DOCUMENT PASSAGE.
** Begin **

These inconsiderate bastards are ruining what may be my only trip to
France. “Oh,
this is friggen brilliant,” I whispered in a tone of reverence and
worship, after all this was a church. “It’s
okay, let’s just look around,” my wife said a little louder than was
appropriate.
I forgave her for her little indiscretion, having not been raised
Catholic she didn’t know how to behave properly.
I
led her to the font, and showed her how to bless herself.
“This is holy water, you take just the tip of...” “What?”
she interrupted.
I began again in the hushed tones of a good former alter boy.
“I can’t hear you.”
She shouted pointing to the clanging banging construction workers.
I shushed her and mimed the appropriate actions.
She mimed back her middle finger, discreetly and reverently.
I was now starting to feel a little romantic.
The
never-ending walk up the narrow spiral staircase to the top of the towers
was a sure cure for any romantic stirrings.
My legs burned, my lungs burned, my heart pounded.
We were on top of the world.
Standing on a balcony high above the cathedral, looking down on
spires, and artisans, and smog.
There was graffiti everywhere.
Names within hearts, names alone, names joined together by signs of
love. Desecrating
an international monument is, I’m afraid, an undeniable temptation when
deep in the spell of Paris.
So we admired the view, urinated on a gargoyle, and started the long
trek down.

** End **

ENTRIES.
** Begin **

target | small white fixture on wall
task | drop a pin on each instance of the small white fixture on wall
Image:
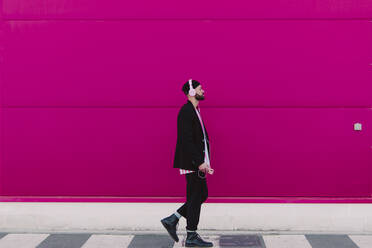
(357, 126)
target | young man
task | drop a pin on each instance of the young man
(192, 157)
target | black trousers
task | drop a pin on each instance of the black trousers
(196, 194)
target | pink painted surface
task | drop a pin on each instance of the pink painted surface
(88, 108)
(129, 151)
(92, 9)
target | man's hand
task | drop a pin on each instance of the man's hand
(203, 167)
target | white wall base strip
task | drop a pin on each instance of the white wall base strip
(110, 217)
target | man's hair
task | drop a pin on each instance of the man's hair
(186, 86)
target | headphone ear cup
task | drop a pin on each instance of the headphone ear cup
(192, 92)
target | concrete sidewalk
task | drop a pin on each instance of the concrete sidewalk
(155, 240)
(110, 217)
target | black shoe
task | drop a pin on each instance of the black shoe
(171, 223)
(194, 240)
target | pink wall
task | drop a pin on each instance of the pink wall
(90, 92)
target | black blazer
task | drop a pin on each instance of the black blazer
(190, 139)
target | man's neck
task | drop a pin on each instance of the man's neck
(194, 102)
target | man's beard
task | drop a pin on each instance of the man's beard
(199, 97)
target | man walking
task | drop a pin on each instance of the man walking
(192, 157)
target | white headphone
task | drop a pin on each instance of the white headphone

** End **

STATED PROBLEM 1. In the cathedral passage, why does the narrator forgive the wife for speaking too loudly?
STATED PROBLEM 2. Collect every line of the entries that contains the word "beard". Case counts.

RESULT 1. The narrator forgives her because she was not raised Catholic and so did not know how to behave properly in a church.

RESULT 2.
target | man's beard
task | drop a pin on each instance of the man's beard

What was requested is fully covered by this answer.